━━ Tekst do czytania ━━

Re: Problemy z dyskami

Autor: adasiek <podolany_at_poczta.wp.pl>
Data: Tue 23 Nov 2004 - 04:08:20 MET
Message-ID: <cnud3l.48.1@podolany.art.pl>
Content-Type: text/plain; charset=iso-8859-2

Basic wrote:

> Wczoraj mi zaczął dysk klekotać przy włączaniu i wyłaczaniu komputera,
> więc znajomy włożył do komputera mój drugi dysk(1.09 GB), powiedzial, że
> ten dysk ( ponad 3 GB) już chyba niedługo padnie. System Windows nie
> rozpoznaje tego dysku dodanego (1.09 GB), Bios go widzi--jako DRIVE2 (a
> nie jako DRIVE1!), bo dysk C jest w Biosie jako DRIVE0, to ten dodany

jakis bełkot;

> powinien byc chyba jako drive1, a nie drive2. Na dodatek ten znajomy tak
> mi namieszał w komputerze dzieląc ten dysk 3GB, że Windows z programami
> (tzn C)zrobił na 1 GB, a drugą część ( drugi dysk z podziału) na jakieś
> bzdety,dane - na 2 GB. Teraz na najważniejszym dysku C zaczyna brakować
> miejsca, bo tam jest system i programy, a ten do bzdetów jest pusty. Co

mieszasz dwie rozne sprawy;

> zrobić, żeby znowu (bez utraty danych) przywrocić dyskowi z powrotem te 3
> GB? (Łopatologicznie, bo nigdy tego nie robiłam). Co zrobić, żeby Windows
> zaczął widzieć ten dodatkowy, dodany wczoraj dysk 1 GB?

━━━
━━ Zawartość zbioru danych ━━

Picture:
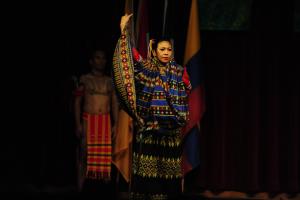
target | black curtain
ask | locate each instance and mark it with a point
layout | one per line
(250, 131)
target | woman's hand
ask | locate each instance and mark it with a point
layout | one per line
(124, 21)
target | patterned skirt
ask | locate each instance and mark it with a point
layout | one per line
(156, 166)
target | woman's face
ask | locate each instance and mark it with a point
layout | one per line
(164, 51)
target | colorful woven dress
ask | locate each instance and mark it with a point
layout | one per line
(155, 96)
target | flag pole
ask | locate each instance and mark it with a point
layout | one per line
(165, 16)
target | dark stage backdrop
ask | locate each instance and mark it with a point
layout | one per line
(250, 131)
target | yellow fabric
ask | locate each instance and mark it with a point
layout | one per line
(122, 145)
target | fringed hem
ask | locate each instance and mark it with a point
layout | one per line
(98, 175)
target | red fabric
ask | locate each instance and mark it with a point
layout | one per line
(186, 80)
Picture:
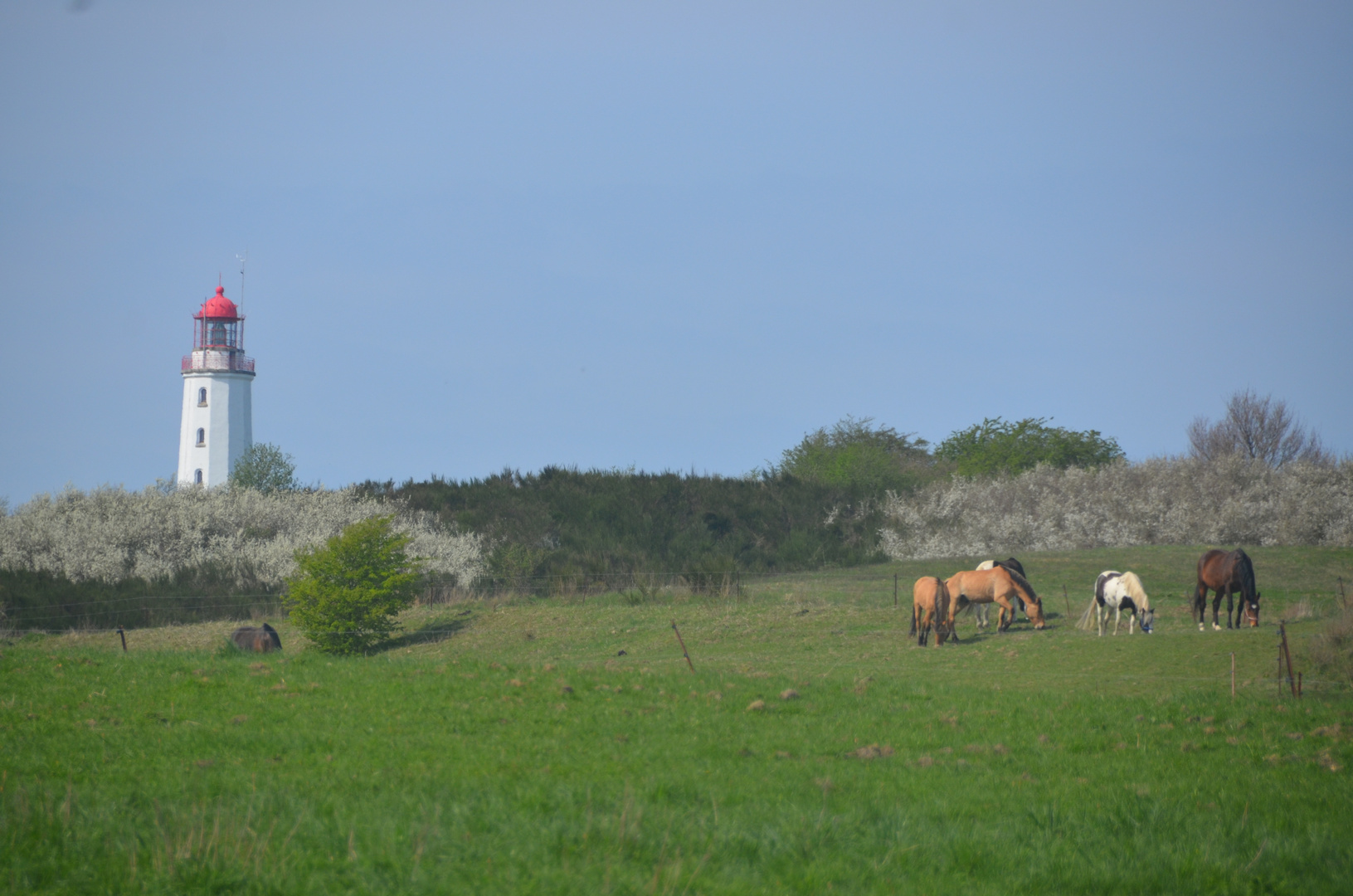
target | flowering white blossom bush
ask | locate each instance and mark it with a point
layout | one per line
(111, 533)
(1164, 501)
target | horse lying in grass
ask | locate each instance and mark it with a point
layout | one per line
(980, 611)
(1226, 574)
(1119, 592)
(997, 585)
(256, 640)
(930, 604)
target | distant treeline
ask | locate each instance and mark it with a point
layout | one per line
(567, 528)
(820, 505)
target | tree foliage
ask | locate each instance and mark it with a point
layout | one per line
(858, 458)
(996, 447)
(264, 469)
(347, 595)
(1258, 428)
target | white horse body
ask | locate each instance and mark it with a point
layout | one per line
(1119, 592)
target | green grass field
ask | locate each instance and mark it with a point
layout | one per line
(504, 746)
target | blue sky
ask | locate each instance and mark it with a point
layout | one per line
(666, 236)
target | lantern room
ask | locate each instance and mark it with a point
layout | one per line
(218, 325)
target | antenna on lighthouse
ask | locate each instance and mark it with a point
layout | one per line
(242, 261)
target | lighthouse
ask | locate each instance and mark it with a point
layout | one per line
(217, 409)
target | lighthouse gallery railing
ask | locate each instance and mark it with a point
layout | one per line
(218, 362)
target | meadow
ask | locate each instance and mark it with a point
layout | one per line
(527, 745)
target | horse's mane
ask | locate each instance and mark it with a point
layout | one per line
(1134, 589)
(1245, 572)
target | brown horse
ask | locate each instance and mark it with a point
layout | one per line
(256, 640)
(997, 585)
(1226, 574)
(930, 604)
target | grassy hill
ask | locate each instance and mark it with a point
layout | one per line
(510, 746)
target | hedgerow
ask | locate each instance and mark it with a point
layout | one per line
(1230, 499)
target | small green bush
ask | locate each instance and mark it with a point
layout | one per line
(996, 447)
(1331, 651)
(267, 469)
(347, 595)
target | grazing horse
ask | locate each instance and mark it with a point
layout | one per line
(256, 640)
(1119, 592)
(980, 609)
(930, 604)
(1226, 574)
(997, 585)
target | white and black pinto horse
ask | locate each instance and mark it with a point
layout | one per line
(1119, 592)
(1010, 566)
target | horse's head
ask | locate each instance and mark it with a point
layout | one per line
(1147, 619)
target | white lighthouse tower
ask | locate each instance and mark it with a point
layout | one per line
(217, 407)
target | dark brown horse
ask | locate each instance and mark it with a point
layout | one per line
(256, 640)
(1226, 574)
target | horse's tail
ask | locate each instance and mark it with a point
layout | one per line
(1245, 572)
(1022, 585)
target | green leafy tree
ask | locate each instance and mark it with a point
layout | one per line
(996, 447)
(855, 456)
(345, 595)
(265, 467)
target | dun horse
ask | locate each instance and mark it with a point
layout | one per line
(930, 604)
(256, 640)
(1226, 574)
(980, 609)
(997, 585)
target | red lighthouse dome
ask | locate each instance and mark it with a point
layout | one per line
(218, 308)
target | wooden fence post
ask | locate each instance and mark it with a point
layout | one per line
(1286, 654)
(684, 653)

━━━

▸ **Lista zadań**
1. Jako który napęd BIOS rozpoznaje dodany dysk o pojemności 1.09 GB według wiadomości o problemach z dyskami?
2. Proszę przepisać z wiadomości o problemach z dyskami fragment między „mieszasz dwie rozne” a „wczoraj dysk 1 GB?”, łącznie z tymi słowami.
Wpisy nie mają żadnego związku z wiadomością o problemach z dyskami.

▸ **Rozwiązania**
1. Jako DRIVE2.

2.
mieszasz dwie rozne sprawy;

> zrobić, żeby znowu (bez utraty danych) przywrocić dyskowi z powrotem te 3
> GB? (Łopatologicznie, bo nigdy tego nie robiłam). Co zrobić, żeby Windows
> zaczął widzieć ten dodatkowy, dodany wczoraj dysk 1 GB?